··· Data excerpts

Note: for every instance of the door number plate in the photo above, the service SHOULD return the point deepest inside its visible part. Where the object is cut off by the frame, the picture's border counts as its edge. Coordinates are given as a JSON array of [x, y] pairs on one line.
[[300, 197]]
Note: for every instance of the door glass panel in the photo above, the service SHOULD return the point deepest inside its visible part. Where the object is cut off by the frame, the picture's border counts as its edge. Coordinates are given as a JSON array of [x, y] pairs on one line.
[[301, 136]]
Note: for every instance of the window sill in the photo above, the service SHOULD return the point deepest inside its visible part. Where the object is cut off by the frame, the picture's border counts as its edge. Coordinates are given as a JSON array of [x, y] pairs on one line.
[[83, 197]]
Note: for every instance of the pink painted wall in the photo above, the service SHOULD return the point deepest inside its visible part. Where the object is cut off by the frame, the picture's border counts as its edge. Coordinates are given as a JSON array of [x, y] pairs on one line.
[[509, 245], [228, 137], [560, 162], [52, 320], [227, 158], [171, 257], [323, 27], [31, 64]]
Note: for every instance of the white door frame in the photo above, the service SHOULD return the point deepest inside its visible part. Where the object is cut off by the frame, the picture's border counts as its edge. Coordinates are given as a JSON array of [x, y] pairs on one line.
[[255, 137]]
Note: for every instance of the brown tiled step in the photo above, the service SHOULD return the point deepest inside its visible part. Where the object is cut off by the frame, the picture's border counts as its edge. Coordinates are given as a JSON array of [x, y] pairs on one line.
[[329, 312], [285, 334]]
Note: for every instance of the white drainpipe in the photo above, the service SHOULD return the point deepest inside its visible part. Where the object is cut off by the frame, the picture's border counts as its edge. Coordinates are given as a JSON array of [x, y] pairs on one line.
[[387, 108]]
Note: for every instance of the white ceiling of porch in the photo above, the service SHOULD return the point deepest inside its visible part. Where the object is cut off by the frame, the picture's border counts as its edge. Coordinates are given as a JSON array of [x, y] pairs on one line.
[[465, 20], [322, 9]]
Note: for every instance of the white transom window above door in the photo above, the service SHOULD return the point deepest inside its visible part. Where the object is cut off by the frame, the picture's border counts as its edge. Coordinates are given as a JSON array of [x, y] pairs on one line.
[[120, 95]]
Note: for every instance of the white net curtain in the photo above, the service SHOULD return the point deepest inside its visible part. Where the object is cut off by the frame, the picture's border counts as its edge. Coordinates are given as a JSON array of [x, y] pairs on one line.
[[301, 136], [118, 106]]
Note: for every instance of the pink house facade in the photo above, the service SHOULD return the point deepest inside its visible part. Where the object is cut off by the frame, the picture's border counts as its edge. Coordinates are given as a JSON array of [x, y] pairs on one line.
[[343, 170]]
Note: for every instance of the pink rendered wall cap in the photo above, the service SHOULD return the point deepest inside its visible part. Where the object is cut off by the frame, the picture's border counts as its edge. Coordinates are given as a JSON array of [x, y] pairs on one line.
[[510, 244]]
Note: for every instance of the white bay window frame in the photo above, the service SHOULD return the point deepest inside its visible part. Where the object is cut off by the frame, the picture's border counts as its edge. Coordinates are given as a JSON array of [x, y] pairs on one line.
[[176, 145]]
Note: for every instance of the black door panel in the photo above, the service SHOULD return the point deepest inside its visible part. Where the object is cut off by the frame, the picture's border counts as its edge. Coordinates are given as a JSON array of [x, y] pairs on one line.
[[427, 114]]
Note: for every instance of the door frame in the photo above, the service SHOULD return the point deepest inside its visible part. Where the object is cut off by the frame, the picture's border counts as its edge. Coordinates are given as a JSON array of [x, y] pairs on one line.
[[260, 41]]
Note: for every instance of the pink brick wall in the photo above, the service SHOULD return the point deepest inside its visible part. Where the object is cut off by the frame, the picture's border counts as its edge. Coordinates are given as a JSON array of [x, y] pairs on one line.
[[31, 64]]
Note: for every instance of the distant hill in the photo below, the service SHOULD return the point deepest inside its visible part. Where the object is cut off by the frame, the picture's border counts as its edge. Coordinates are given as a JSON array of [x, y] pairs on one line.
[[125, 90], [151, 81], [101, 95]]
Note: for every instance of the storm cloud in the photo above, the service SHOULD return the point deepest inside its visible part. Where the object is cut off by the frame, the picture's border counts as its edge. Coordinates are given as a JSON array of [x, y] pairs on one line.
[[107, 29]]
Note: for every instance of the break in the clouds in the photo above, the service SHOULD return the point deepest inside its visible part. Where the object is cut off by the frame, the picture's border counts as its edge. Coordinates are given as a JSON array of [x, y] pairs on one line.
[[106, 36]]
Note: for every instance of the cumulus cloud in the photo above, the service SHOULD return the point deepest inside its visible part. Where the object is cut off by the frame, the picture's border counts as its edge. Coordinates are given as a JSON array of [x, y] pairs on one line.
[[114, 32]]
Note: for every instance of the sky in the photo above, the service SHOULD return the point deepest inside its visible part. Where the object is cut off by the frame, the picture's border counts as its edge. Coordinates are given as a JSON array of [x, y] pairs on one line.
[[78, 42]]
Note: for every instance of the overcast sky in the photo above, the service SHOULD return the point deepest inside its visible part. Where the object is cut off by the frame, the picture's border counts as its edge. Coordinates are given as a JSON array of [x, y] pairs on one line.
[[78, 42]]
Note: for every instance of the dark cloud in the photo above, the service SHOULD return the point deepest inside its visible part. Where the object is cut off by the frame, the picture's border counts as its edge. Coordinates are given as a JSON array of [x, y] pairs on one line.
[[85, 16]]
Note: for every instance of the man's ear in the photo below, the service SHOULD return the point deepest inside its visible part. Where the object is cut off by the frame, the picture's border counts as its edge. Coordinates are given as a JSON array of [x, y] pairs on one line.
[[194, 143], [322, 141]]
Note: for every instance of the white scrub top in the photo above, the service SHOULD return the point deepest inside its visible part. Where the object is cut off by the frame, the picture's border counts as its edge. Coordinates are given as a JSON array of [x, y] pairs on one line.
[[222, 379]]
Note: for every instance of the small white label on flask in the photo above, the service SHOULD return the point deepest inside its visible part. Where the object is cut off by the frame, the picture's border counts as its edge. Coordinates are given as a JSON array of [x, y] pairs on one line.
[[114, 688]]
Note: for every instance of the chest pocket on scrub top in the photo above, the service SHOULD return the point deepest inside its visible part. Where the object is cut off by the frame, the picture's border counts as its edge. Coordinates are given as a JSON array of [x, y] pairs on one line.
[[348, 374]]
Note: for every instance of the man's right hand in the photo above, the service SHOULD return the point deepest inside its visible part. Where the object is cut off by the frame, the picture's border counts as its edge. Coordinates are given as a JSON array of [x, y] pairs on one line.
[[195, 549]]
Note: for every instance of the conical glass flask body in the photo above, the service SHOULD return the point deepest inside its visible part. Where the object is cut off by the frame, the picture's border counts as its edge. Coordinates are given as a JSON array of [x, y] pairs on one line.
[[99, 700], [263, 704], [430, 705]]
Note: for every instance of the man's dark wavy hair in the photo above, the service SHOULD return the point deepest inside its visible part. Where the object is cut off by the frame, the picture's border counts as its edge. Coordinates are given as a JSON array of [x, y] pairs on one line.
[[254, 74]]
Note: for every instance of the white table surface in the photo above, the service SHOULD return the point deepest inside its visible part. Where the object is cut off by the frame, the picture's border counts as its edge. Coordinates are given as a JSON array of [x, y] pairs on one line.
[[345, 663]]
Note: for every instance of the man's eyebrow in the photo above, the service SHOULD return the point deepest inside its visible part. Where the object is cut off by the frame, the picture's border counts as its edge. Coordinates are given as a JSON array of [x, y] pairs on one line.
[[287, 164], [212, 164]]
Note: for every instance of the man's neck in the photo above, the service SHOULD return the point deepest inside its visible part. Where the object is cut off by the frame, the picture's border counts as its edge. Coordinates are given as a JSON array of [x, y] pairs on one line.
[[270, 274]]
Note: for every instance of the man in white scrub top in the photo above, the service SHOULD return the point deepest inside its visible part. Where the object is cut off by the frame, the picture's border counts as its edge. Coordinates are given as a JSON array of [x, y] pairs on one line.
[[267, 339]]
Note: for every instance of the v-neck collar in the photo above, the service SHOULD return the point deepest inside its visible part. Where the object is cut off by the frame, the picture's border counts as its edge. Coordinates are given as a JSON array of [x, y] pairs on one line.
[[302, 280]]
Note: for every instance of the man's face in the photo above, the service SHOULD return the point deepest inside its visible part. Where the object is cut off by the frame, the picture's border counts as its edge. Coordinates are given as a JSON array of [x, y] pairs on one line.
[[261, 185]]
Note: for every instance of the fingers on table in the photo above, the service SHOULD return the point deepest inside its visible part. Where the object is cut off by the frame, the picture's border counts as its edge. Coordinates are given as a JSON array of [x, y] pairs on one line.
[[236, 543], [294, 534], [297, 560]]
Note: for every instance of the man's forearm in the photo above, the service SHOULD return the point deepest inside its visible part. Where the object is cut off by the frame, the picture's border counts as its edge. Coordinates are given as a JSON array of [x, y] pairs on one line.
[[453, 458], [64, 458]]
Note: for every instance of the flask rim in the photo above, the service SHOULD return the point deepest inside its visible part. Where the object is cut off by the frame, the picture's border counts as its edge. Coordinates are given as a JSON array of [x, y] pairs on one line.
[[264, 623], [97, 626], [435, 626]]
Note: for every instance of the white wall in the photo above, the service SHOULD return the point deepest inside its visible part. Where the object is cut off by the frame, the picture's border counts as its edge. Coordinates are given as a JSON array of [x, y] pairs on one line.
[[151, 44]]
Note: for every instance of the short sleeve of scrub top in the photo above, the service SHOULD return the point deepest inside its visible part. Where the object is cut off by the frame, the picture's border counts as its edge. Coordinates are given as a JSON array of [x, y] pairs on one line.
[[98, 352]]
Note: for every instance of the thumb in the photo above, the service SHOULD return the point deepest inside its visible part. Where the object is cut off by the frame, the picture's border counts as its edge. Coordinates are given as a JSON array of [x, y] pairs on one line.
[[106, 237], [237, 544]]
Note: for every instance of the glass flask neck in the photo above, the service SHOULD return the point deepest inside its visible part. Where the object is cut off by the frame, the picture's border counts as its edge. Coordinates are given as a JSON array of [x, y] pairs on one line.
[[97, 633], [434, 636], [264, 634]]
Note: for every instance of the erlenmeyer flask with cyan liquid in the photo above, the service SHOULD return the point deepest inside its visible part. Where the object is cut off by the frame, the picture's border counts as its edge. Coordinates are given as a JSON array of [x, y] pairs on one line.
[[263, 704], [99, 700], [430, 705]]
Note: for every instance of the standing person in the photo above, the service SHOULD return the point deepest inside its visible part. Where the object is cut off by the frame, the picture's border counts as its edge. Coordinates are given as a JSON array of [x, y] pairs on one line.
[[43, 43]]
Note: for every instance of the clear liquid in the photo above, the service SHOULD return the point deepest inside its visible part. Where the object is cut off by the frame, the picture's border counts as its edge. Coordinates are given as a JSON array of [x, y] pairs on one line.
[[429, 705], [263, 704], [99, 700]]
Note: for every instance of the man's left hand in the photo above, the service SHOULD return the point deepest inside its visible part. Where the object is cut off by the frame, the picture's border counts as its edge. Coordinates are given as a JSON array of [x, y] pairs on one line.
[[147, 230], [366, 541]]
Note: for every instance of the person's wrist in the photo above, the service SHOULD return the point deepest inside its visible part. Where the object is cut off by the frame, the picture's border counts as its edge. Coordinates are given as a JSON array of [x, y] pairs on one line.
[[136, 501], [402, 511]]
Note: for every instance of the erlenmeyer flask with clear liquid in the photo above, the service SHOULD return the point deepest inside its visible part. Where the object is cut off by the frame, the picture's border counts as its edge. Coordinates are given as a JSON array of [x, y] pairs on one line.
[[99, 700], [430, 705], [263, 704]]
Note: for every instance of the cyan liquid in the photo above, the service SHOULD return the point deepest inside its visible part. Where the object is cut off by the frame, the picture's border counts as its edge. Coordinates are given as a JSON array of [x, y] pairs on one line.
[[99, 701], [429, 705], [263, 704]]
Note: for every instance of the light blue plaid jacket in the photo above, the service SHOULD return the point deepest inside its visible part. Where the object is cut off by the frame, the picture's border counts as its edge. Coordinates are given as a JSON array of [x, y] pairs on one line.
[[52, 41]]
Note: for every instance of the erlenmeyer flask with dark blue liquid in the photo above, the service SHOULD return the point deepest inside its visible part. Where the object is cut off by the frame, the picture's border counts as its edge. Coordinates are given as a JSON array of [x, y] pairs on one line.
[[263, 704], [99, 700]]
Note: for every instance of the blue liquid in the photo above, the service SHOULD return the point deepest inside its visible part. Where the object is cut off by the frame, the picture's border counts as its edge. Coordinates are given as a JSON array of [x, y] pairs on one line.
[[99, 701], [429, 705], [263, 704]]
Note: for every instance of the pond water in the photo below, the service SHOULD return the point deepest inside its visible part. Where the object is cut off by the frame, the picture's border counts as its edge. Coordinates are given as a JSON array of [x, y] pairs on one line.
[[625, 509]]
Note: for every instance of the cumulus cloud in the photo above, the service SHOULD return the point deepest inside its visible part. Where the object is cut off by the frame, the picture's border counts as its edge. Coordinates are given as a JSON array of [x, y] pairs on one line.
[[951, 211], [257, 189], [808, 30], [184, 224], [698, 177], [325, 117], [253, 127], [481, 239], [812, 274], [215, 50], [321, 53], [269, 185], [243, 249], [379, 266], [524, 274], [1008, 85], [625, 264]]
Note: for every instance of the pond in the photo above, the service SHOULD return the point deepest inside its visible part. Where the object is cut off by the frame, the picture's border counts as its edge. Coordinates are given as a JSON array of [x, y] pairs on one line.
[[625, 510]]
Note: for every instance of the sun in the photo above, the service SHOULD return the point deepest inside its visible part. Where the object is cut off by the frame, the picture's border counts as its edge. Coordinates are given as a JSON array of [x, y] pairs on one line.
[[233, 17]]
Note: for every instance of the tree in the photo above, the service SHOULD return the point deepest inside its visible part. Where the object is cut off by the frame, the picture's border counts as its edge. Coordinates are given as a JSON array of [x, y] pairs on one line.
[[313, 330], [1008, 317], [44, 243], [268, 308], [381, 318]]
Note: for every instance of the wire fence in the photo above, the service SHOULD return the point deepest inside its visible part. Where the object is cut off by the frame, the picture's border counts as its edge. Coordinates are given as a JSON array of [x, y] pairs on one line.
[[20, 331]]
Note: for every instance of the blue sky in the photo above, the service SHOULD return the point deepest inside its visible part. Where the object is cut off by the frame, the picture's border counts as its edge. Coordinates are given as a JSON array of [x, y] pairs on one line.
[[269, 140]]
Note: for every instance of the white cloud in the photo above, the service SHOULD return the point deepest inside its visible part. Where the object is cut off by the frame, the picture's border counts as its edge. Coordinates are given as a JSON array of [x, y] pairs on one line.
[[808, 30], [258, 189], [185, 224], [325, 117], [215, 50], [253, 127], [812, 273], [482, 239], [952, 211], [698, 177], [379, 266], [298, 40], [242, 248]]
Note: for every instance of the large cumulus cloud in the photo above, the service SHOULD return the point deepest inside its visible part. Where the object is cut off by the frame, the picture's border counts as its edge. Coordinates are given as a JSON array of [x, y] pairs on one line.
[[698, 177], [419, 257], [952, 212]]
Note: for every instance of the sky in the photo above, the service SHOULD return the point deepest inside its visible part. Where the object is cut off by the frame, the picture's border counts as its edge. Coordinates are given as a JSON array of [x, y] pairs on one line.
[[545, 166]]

······

## Problem statement
Reproduce the listing from its first line through the line containing "[[329, 312], [285, 334]]", both included, without changes.

## Solution for this exercise
Note: for every instance of the door number plate in the photo above, the service SHOULD return the point deepest inside its visible part. Where the object is cut off by the frame, the picture's border counts as its edge. Coordinates are given as a JSON array of [x, y] pairs on one line.
[[300, 197]]
Note: for every instance of the door glass panel in the photo above, the service SHOULD return the point deepest inside its visible part. Where the object is cut off by the frame, the picture's border counts as its edge. Coordinates are given as a JSON array of [x, y] pairs on one line.
[[301, 136]]
Note: for every instance of the window sill in the photo above, the service SHOULD return the point deepest inside its visible part. Where the object is cut off by the frame, the picture's border counts as its edge. Coordinates are given as a JSON array of [x, y] pairs on one line.
[[83, 197]]
Note: for every instance of the pink painted wall in the photo above, the service SHOULD return the point deepest inside its visible part. Where the object is cut off by the frame, the picture's border counts as its edge. Coordinates are given as a JSON array of [x, y] pairs on one line.
[[509, 245], [228, 137], [560, 162], [52, 320], [227, 158], [171, 257], [323, 27], [31, 64]]
Note: for every instance of the white door frame in the photo above, the service SHOULD return the point deepest inside its visible part. Where the object is cut off by the frame, the picture's border counts as its edge. Coordinates are given as a JSON array of [x, y] pairs on one line.
[[255, 137]]
Note: for every instance of the brown tiled step in the photo above, the service SHOULD return the point deepest inside its visible part. Where the object is cut off by the frame, the picture's border counts as its edge. Coordinates are given as a JSON array of [x, y] pairs on one line.
[[329, 312], [285, 334]]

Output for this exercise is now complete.